> [THE REQUEST]:
Please count how many lines in the material below contain the string "water", matching case exactly, and give only the number.

[Data records]
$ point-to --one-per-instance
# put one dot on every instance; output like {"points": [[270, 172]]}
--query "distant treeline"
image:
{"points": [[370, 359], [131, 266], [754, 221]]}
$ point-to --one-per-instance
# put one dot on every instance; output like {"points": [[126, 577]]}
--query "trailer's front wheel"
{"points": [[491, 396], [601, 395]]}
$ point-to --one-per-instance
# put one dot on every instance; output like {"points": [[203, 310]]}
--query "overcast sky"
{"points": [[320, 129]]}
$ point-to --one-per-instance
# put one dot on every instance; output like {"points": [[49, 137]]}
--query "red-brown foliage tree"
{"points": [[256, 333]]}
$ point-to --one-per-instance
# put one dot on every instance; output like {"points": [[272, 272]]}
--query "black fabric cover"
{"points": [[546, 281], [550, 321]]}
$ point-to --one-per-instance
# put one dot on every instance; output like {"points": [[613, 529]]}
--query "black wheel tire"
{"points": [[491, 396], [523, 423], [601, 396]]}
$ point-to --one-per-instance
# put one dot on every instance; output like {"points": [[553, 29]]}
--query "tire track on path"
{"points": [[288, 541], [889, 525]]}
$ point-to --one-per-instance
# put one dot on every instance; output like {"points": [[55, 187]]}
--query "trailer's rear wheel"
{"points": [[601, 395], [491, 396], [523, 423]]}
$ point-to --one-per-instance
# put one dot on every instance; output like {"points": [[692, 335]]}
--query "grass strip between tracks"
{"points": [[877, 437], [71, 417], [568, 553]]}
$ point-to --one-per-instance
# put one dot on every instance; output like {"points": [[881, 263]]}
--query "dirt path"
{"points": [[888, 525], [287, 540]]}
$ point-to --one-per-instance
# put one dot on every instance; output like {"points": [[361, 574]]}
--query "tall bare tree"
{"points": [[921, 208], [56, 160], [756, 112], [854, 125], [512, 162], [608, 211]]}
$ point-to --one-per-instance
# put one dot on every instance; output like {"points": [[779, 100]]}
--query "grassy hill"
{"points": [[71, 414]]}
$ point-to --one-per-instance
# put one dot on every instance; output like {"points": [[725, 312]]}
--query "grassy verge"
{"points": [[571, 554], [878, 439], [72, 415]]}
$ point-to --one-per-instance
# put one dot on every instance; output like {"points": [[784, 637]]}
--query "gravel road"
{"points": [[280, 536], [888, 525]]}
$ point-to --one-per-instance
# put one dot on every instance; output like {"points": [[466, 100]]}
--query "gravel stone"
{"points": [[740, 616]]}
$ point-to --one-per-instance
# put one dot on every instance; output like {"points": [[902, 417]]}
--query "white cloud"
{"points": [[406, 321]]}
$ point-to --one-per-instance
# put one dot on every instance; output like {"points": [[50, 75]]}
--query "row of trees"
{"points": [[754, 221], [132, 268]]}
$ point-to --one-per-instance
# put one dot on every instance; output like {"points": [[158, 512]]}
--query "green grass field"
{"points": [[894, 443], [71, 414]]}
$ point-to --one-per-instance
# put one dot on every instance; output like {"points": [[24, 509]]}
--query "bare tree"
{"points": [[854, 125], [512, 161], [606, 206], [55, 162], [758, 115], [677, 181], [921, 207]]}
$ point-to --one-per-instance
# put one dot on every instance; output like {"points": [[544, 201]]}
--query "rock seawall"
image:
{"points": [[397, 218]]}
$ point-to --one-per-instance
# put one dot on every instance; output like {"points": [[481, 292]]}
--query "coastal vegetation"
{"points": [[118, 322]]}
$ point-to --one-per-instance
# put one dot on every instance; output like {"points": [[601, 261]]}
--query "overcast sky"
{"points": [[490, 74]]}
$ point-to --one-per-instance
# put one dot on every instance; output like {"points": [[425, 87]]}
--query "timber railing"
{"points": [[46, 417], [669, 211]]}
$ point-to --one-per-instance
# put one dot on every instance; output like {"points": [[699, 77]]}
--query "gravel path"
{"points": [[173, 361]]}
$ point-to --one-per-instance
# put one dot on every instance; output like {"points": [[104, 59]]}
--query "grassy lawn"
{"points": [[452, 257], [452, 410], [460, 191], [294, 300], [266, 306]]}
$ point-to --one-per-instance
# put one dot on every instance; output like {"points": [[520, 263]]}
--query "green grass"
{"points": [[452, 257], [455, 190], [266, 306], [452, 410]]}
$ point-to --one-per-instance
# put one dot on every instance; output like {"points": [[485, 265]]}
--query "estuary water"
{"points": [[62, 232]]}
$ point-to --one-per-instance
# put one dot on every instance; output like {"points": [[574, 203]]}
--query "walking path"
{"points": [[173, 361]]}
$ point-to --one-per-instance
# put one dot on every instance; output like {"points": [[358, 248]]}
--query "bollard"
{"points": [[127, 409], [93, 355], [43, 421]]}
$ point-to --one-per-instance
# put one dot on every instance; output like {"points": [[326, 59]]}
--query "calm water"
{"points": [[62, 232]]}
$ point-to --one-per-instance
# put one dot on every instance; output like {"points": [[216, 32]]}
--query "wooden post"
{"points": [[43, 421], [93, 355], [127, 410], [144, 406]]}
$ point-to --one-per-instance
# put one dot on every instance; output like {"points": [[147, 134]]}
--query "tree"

> [WORKED SOLUTION]:
2